What the exercise asks:
Restate the data below word for word, leaving nothing out.

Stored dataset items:
═══
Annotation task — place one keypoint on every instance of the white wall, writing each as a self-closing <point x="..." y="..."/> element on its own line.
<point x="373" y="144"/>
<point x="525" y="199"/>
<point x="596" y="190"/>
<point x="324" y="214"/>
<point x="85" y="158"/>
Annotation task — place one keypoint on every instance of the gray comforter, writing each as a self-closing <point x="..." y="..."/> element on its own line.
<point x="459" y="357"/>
═══
Response area:
Annotation task — place one keypoint on every instance of the white wall, writing each as a self-closing <point x="..." y="..."/> element on its own line.
<point x="373" y="144"/>
<point x="525" y="199"/>
<point x="596" y="190"/>
<point x="324" y="214"/>
<point x="85" y="158"/>
Annotation task — place one keypoint on every instance of the gray comforter, writing each as a self-closing <point x="..." y="..."/> element on its own line.
<point x="459" y="357"/>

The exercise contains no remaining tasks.